§ **REQUIREMENTS**
Turn every line of the items below into a Markdown table with two columns, No. and Text, numbering each row and omitting blank lines.

begin RECORDS SHOWN

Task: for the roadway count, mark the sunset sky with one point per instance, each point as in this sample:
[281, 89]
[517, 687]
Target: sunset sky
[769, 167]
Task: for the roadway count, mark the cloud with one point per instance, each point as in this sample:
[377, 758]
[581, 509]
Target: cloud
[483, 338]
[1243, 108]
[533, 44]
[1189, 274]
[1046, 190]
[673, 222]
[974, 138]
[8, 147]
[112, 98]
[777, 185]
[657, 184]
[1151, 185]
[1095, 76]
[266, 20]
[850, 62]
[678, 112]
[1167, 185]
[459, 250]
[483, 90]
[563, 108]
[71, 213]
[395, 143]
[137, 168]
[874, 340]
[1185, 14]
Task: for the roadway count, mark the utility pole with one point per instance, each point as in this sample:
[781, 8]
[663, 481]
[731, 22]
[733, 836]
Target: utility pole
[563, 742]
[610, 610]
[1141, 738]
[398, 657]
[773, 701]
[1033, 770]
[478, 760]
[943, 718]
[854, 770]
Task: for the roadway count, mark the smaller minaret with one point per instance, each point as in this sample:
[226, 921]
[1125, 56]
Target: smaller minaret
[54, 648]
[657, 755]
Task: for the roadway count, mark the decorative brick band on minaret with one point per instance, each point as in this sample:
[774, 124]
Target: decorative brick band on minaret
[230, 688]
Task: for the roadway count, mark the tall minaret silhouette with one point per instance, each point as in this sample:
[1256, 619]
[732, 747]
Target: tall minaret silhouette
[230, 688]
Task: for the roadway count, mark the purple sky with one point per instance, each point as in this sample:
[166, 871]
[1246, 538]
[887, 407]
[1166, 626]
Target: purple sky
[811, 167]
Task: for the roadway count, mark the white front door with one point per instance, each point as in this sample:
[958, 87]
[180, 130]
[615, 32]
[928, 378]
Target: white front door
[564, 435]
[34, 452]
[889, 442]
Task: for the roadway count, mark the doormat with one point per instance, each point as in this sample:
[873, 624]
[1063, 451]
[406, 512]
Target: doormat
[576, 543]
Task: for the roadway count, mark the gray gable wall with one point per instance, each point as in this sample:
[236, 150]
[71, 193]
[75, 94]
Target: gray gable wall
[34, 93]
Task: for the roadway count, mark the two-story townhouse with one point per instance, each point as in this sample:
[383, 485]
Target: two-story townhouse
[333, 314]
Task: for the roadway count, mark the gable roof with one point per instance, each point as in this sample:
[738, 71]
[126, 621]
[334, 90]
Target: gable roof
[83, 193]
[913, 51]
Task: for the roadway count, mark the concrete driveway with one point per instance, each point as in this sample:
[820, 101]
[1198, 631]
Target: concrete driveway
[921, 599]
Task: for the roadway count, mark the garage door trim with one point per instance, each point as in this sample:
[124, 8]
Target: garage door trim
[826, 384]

end RECORDS SHOWN

§ **TASK RESPONSE**
| No. | Text |
|---|---|
| 1 | Task: for the roadway count, mark the sunset sky with one point per instance, each point as in this sample: |
| 2 | [281, 89] |
| 3 | [517, 687] |
| 4 | Target: sunset sky |
| 5 | [769, 167] |
| 6 | Task: for the roadway count, mark the cloud with one point per instance, each point as in this sample: |
| 7 | [377, 758] |
| 8 | [581, 509] |
| 9 | Target: cloud |
| 10 | [483, 338] |
| 11 | [1243, 108] |
| 12 | [533, 44] |
| 13 | [1189, 274] |
| 14 | [1046, 190] |
| 15 | [673, 222] |
| 16 | [974, 138] |
| 17 | [8, 147] |
| 18 | [112, 98] |
| 19 | [777, 185] |
| 20 | [657, 184] |
| 21 | [1151, 185] |
| 22 | [1095, 76] |
| 23 | [266, 20] |
| 24 | [850, 62] |
| 25 | [678, 112] |
| 26 | [1167, 185] |
| 27 | [459, 250] |
| 28 | [483, 90] |
| 29 | [563, 108] |
| 30 | [71, 213] |
| 31 | [395, 143] |
| 32 | [137, 168] |
| 33 | [874, 340] |
| 34 | [1185, 14] |
| 35 | Task: for the roadway count, mark the utility pole with one point per instance, each point as in this sample: |
| 36 | [781, 8] |
| 37 | [663, 481] |
| 38 | [731, 22] |
| 39 | [733, 836] |
| 40 | Target: utility pole |
| 41 | [563, 742] |
| 42 | [610, 610] |
| 43 | [1141, 738] |
| 44 | [398, 657] |
| 45 | [773, 701] |
| 46 | [1033, 770] |
| 47 | [478, 760] |
| 48 | [943, 718] |
| 49 | [854, 770] |
| 50 | Task: for the roadway count, mark the smaller minaret with one point per instance, each point as in this sample: |
| 51 | [226, 921] |
| 52 | [1125, 56] |
| 53 | Target: smaller minaret |
| 54 | [54, 648] |
| 55 | [657, 755] |
| 56 | Task: for the roadway count, mark the decorative brick band on minaret with one point per instance, each point as in this sample: |
| 57 | [774, 124] |
| 58 | Target: decorative brick band on minaret |
| 59 | [230, 688] |
| 60 | Task: for the roadway count, mark the tall minaret silhouette with one point per instance, each point as in this sample: |
| 61 | [1256, 619] |
| 62 | [732, 747] |
| 63 | Target: tall minaret silhouette |
| 64 | [230, 688] |
| 65 | Task: for the roadway count, mark the purple sky with one point per instance, each point as in this sample: |
| 66 | [166, 871] |
| 67 | [1246, 538] |
| 68 | [887, 407] |
| 69 | [1166, 626] |
| 70 | Target: purple sky |
| 71 | [811, 167] |
| 72 | Task: for the roadway count, mark the white front door with one point per instance, each point as in this sample: |
| 73 | [958, 87] |
| 74 | [180, 130] |
| 75 | [615, 32] |
| 76 | [928, 378] |
| 77 | Target: white front door |
| 78 | [564, 435] |
| 79 | [34, 452] |
| 80 | [889, 442] |
| 81 | Task: for the roadway count, mark the doormat with one point per instance, each point as in this sample: |
| 82 | [873, 624] |
| 83 | [1063, 451] |
| 84 | [406, 512] |
| 85 | Target: doormat |
| 86 | [576, 543] |
| 87 | Task: for the roadway count, mark the gray gable wall with one point per instance, each point as in this sample: |
| 88 | [236, 150] |
| 89 | [71, 193] |
| 90 | [75, 94] |
| 91 | Target: gray gable wall |
| 92 | [34, 93] |
| 93 | Task: for the roadway count, mark the two-story townhouse with one point per instance, each point as in this sample: |
| 94 | [383, 485] |
| 95 | Target: two-story townhouse |
| 96 | [333, 314] |
| 97 | Task: for the roadway count, mark the gable roof with one point per instance, each point as in this sample: |
| 98 | [738, 71] |
| 99 | [126, 621] |
| 100 | [334, 90] |
| 101 | Target: gable roof |
| 102 | [83, 193] |
| 103 | [913, 51] |
| 104 | Task: for the roadway count, mark the concrete driveway with one point per instance, each point as in this sample: |
| 105 | [820, 101] |
| 106 | [1198, 631] |
| 107 | Target: concrete driveway |
| 108 | [921, 599] |
| 109 | Task: for the roadway count, mark the garage door trim with one point per instance, each point as in this sample: |
| 110 | [124, 8] |
| 111 | Target: garage door trim |
| 112 | [826, 384] |